● SHORT TASK: Exactly reproduce the lines that follow.

Object pointing dataset rows
★ ★ ★ ★ ★ ★ ★

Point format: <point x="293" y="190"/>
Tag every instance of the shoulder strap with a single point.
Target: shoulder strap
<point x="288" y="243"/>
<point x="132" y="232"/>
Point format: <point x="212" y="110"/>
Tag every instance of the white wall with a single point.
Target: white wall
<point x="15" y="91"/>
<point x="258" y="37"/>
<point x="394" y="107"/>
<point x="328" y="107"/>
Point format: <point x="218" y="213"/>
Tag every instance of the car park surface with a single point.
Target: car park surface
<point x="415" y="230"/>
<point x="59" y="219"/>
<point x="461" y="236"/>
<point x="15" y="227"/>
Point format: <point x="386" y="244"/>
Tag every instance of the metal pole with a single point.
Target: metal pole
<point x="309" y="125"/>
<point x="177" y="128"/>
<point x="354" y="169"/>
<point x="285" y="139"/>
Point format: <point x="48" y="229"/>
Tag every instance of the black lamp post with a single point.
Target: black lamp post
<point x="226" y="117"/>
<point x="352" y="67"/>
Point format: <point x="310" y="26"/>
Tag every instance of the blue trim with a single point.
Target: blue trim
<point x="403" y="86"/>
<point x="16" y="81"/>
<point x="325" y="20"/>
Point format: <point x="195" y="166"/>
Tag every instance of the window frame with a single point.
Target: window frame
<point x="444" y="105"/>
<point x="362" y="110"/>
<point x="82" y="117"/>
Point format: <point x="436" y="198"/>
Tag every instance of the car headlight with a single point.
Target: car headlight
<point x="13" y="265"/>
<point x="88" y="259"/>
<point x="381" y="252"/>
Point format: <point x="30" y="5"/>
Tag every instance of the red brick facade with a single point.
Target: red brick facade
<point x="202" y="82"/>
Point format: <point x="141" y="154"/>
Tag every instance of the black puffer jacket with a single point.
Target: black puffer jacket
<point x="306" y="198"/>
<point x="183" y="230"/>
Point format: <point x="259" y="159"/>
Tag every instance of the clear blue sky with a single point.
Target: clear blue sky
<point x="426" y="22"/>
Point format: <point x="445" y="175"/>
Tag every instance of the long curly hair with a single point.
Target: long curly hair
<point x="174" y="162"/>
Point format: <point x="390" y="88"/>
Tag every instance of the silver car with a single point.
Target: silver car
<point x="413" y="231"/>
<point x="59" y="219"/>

★ ★ ★ ★ ★ ★ ★

● RESULT:
Point format: <point x="293" y="190"/>
Tag every instance of the shoulder strap with a single point.
Target: shoulder strap
<point x="288" y="243"/>
<point x="132" y="232"/>
Point format: <point x="212" y="110"/>
Tag every instance of the white wall with a single point.
Target: white wall
<point x="15" y="91"/>
<point x="258" y="37"/>
<point x="394" y="107"/>
<point x="328" y="107"/>
Point format: <point x="218" y="213"/>
Tag every instance of the car park surface with a single point.
Target: car park surface
<point x="415" y="230"/>
<point x="59" y="219"/>
<point x="461" y="236"/>
<point x="15" y="227"/>
Point format: <point x="386" y="244"/>
Tag every instance of the metal pole with a single point.
Target: metal pole
<point x="309" y="125"/>
<point x="177" y="128"/>
<point x="354" y="169"/>
<point x="285" y="139"/>
Point format: <point x="48" y="229"/>
Tag every instance of the black lamp post with a single point.
Target: black lamp post
<point x="226" y="117"/>
<point x="352" y="67"/>
Point format: <point x="310" y="26"/>
Tag every instance of the blue trim with a single point.
Target: blue trim
<point x="403" y="86"/>
<point x="16" y="81"/>
<point x="325" y="20"/>
Point format: <point x="195" y="166"/>
Tag every instance of the window frame with a single point.
Target: window frame
<point x="444" y="105"/>
<point x="362" y="110"/>
<point x="82" y="117"/>
Point format: <point x="436" y="198"/>
Tag every instance of the car headlight with a single point.
Target: car headlight
<point x="13" y="265"/>
<point x="88" y="259"/>
<point x="381" y="252"/>
Point format: <point x="30" y="5"/>
Tag every instance of the red brick facade with a single point.
Target: red brick facade
<point x="202" y="82"/>
Point format: <point x="141" y="154"/>
Tag every instance of the black puffer jacket with a single point.
Target: black puffer jacket
<point x="306" y="198"/>
<point x="183" y="230"/>
Point format: <point x="259" y="159"/>
Tag every instance of the clear blue sky with a single point.
Target: clear blue sky
<point x="426" y="22"/>
Point format: <point x="445" y="175"/>
Tag every instance of the long curly hair with a single point.
Target: long curly hair
<point x="174" y="162"/>
Point format: <point x="390" y="88"/>
Tag every instance of the silver car with a single point.
Target: silver car
<point x="413" y="231"/>
<point x="59" y="219"/>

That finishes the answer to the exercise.